__DIRECTIVE__
Set down all of the data exactly as it appears.

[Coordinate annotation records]
........
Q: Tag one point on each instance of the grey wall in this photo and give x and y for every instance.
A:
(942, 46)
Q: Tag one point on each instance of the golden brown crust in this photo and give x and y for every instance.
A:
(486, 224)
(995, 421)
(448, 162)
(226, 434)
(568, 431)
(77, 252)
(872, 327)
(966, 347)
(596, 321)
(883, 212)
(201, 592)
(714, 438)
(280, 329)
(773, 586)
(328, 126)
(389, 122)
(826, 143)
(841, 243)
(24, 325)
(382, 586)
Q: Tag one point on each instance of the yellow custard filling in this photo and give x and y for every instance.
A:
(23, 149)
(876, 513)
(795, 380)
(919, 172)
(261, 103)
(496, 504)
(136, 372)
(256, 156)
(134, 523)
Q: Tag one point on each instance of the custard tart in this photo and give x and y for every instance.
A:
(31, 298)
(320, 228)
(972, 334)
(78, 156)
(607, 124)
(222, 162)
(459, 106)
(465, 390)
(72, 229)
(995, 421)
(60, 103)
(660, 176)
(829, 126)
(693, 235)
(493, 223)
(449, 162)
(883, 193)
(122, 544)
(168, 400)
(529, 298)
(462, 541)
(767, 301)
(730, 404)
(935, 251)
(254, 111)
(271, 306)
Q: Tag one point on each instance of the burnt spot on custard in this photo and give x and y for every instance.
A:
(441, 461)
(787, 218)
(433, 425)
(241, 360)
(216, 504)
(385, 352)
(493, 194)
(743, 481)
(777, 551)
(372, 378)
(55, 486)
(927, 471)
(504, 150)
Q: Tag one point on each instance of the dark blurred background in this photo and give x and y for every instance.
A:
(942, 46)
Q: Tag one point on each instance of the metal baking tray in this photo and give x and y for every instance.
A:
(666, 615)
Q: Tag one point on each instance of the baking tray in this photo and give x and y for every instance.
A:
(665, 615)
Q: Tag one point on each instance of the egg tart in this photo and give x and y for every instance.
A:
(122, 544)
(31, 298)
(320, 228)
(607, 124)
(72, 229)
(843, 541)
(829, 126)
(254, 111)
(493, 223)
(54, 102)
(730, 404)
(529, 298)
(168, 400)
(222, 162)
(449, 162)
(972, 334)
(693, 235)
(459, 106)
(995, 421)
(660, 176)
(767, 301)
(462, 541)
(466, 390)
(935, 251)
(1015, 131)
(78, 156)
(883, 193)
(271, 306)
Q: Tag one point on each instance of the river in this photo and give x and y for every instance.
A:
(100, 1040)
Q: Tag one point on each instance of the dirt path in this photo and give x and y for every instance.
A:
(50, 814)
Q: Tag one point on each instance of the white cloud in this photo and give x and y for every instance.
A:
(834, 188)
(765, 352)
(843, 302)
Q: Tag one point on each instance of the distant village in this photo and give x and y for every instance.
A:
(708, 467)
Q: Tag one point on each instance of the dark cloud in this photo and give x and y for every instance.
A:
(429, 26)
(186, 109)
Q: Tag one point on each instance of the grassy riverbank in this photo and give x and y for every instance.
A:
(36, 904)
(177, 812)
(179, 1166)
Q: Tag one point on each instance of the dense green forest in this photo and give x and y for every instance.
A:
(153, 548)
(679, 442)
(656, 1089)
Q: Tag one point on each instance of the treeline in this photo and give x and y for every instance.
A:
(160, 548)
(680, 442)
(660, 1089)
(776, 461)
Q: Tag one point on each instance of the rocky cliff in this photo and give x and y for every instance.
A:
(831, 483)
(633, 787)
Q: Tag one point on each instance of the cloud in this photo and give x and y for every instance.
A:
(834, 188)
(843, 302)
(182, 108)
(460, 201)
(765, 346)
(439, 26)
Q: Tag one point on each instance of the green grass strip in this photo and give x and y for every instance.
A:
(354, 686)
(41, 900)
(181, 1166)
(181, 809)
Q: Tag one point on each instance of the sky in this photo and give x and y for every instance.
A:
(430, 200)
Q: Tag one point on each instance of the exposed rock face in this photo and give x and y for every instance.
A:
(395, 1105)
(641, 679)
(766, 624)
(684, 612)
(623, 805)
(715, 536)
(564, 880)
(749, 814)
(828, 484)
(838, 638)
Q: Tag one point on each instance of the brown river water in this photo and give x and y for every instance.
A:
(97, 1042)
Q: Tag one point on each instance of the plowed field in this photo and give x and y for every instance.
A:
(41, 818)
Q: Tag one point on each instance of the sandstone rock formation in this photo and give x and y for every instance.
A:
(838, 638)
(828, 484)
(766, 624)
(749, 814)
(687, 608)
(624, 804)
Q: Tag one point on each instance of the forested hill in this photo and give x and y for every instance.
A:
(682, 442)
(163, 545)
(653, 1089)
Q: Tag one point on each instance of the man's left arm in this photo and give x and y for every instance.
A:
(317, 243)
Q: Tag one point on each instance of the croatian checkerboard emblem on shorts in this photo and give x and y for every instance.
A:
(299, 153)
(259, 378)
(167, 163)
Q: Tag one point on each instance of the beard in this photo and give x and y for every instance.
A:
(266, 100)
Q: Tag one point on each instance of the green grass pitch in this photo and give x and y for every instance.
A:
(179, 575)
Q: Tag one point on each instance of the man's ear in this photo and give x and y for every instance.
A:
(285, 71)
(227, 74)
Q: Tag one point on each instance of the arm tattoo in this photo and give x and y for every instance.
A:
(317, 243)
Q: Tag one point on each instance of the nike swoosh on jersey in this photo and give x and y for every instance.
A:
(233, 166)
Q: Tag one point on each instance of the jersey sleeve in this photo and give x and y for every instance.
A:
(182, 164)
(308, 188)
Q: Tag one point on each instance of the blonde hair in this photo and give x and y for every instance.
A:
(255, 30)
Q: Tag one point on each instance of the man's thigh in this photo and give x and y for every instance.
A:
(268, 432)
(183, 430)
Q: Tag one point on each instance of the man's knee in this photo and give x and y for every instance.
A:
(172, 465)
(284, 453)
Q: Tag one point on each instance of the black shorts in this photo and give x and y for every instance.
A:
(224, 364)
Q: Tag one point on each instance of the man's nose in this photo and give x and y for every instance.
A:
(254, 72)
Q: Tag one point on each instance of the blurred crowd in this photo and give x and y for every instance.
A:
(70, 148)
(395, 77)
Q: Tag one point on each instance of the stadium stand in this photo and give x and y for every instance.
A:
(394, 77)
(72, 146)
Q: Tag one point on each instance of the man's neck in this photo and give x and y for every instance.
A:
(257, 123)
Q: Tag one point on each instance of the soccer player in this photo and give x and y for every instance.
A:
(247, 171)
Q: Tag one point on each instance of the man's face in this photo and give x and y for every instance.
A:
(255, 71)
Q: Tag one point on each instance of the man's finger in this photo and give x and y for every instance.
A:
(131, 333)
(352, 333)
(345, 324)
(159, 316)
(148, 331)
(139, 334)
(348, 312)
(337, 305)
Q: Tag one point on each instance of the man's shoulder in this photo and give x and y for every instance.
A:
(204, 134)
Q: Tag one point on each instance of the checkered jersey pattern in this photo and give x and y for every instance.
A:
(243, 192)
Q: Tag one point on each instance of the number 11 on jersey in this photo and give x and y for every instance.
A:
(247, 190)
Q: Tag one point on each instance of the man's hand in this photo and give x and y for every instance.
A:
........
__OUTPUT__
Q: Tag one point on each instance of the grey wall in this photo and give x and y for every instance.
A:
(942, 46)
Q: Tag one point on each instance of the golden brown crust in this photo and give x and y for every instance.
A:
(486, 224)
(995, 421)
(448, 162)
(226, 434)
(568, 431)
(77, 252)
(872, 327)
(966, 347)
(596, 321)
(883, 212)
(201, 592)
(714, 438)
(280, 329)
(773, 586)
(328, 126)
(389, 122)
(826, 143)
(841, 243)
(24, 325)
(382, 586)
Q: Tag one point on each instance of the yellow custard filling in this photo and give x and y for every instance.
A:
(23, 149)
(876, 513)
(795, 380)
(919, 172)
(261, 103)
(496, 504)
(136, 372)
(256, 156)
(134, 523)
Q: Tag one point on each instance of the custard tart in this photo and give x and y for every instance.
A:
(31, 298)
(320, 228)
(972, 334)
(78, 156)
(607, 124)
(222, 162)
(459, 106)
(465, 390)
(72, 229)
(995, 421)
(60, 103)
(660, 176)
(829, 126)
(693, 235)
(493, 223)
(449, 162)
(883, 193)
(122, 544)
(168, 400)
(529, 298)
(462, 541)
(767, 301)
(730, 404)
(935, 251)
(254, 111)
(271, 306)
Q: Tag one point on each instance of the burnt spot on custard in this photo and give x and y for every instance.
A:
(441, 461)
(787, 218)
(433, 425)
(241, 360)
(216, 504)
(385, 352)
(493, 194)
(743, 481)
(777, 551)
(372, 378)
(55, 486)
(927, 471)
(504, 150)
Q: Tag one point on each instance of the dark blurred background in this photo and give x and y for every instance.
A:
(942, 46)
Q: Tag one point on each instance of the metal baking tray in this photo and give x and y for every instance.
A:
(666, 615)
Q: Tag one point on each instance of the baking tray in this photo and give x and y for every instance.
A:
(665, 615)
Q: Tag one point on each instance of the egg tart in this photo and give x and y for every instance.
A:
(122, 544)
(31, 298)
(320, 228)
(607, 124)
(72, 229)
(843, 541)
(829, 126)
(254, 111)
(493, 223)
(54, 102)
(730, 404)
(529, 298)
(168, 400)
(222, 162)
(449, 162)
(972, 334)
(693, 235)
(459, 106)
(995, 421)
(660, 176)
(767, 301)
(462, 541)
(466, 390)
(935, 251)
(1015, 131)
(78, 156)
(883, 193)
(271, 306)
Q: Tag one point on each instance of the river in this photo and give x and y for every instance.
A:
(100, 1040)
Q: Tag one point on each instance of the dirt path in this photo and give x and y for every instance.
A:
(50, 814)
Q: Tag one point on each instance of the white cloud in this photo and give x and y for every instance.
A:
(834, 188)
(765, 352)
(843, 302)
Q: Tag one point on each instance of the distant village in this photo and give x and y for every instance.
A:
(708, 467)
Q: Tag one point on each instance of the dark cloud in this photo and give x and y for every instance.
A:
(429, 26)
(186, 109)
Q: Tag one point on each instance of the grassy riverbank in this photo and give x and y for every instance.
A:
(36, 904)
(177, 812)
(179, 1166)
Q: Tag one point on each instance of the dense green forest in this photo and give x and y for every instance.
A:
(153, 548)
(679, 442)
(656, 1089)
Q: Tag one point on each instance of the treeline in this photo and give x and y for every instance.
A:
(160, 548)
(680, 442)
(660, 1089)
(776, 461)
Q: Tag one point on each instance of the rocky cliff in this photo and give x and y for every instance.
A:
(831, 483)
(633, 787)
Q: Tag one point on each instance of the cloud in this photo and give x and y for every instance.
A:
(834, 188)
(843, 302)
(182, 108)
(460, 201)
(765, 346)
(439, 26)
Q: Tag one point on each instance of the green grass strip in this photo and give x and y for every instance.
A:
(354, 686)
(41, 900)
(181, 1166)
(181, 809)
Q: Tag one point on each instance of the sky in this photo and give x and y for every instance.
A:
(430, 200)
Q: Tag one point on each instance of the exposed rock face in this photo and give x and y for every instance.
A:
(395, 1105)
(641, 679)
(766, 624)
(684, 612)
(623, 805)
(715, 536)
(564, 880)
(749, 814)
(828, 484)
(838, 638)
Q: Tag one point on each instance of the brown river water in this photo and give x and y for every instance.
A:
(97, 1042)
Q: Tag one point on each instance of the plowed field in this photo and give x and y for every instance.
A:
(41, 818)
Q: Tag one point on each instance of the sandstone rock formation in this photo and give x and y for every instance.
A:
(838, 638)
(828, 484)
(766, 624)
(749, 814)
(687, 608)
(624, 804)
Q: Tag one point on each instance of the forested hill in this photo and give x and y for every instance.
A:
(682, 442)
(163, 545)
(653, 1089)
Q: Tag one point on each instance of the man's left arm in this photo and give x and y for every instance.
A:
(317, 243)
Q: Tag one point on each instance of the croatian checkerboard emblem on shorts in this photo and give x and y for every instance.
A:
(299, 153)
(259, 378)
(167, 163)
Q: Tag one point on each instance of the beard in this photo and give x and y for every instance.
A:
(266, 100)
Q: Tag one point on each instance of the green grass pitch in this photo and give x and y for every instance.
A:
(179, 575)
Q: Tag one point on each instance of the man's ear in this photo and give x and y for every instance.
A:
(285, 71)
(227, 74)
Q: Tag one point on each instance of the arm tattoo in this photo and give x and y for every instance.
A:
(317, 243)
Q: Tag one point on each instance of the nike swoosh on jersey in this photo and give x and y for every instance.
A:
(233, 166)
Q: Tag one point on each instance of the jersey sleeve in this photo and give x and y for every instance.
A:
(182, 164)
(308, 188)
Q: Tag one point on each instance of the blonde hair in this photo and give x and y for every instance.
A:
(255, 30)
Q: Tag one point on each instance of the man's thigh in this photo and give x and y for every instance.
A:
(268, 432)
(183, 430)
Q: Tag one point on each instance of the man's knee in this photo and give x and y for every instance.
A:
(172, 465)
(284, 453)
Q: Tag one point on each instance of the black shorts in this photo and give x and y for every instance.
A:
(224, 364)
Q: Tag one point on each instance of the man's nose in this photo and give x and y for every instance.
A:
(254, 72)
Q: Tag one point on each instance of the blurred crowd in this photo and give x and y for every instance.
A:
(70, 148)
(395, 77)
Q: Tag one point on each instance of the stadium stand in this photo and give x and y for every instance.
A:
(394, 77)
(72, 146)
Q: Tag one point on each instance of the man's neck in this photo and give x and y for every instance.
A:
(257, 123)
Q: Tag one point on each instance of the soccer player in this photo and give x and y for every instance.
A:
(247, 171)
Q: Tag one point on each instance of the man's face in this photo and give x and y for every instance.
A:
(255, 71)
Q: Tag one point on each instance of the man's finger in this photo and give x and y for every instance.
A:
(131, 333)
(352, 333)
(345, 324)
(159, 316)
(148, 331)
(139, 334)
(348, 312)
(337, 305)
Q: Tag one point on each instance of the man's shoulder in this photo and give x and y for every instance.
A:
(204, 134)
Q: Tag one point on each instance of the checkered jersey pattern in this photo and give x and y for every instance.
A:
(243, 192)
Q: Tag one point on each instance of the number 11 on jersey in this photo and give x and y for every instance.
A:
(247, 190)
Q: Tag one point on each instance of the man's hand in this photo and give x and y for every instance.
A:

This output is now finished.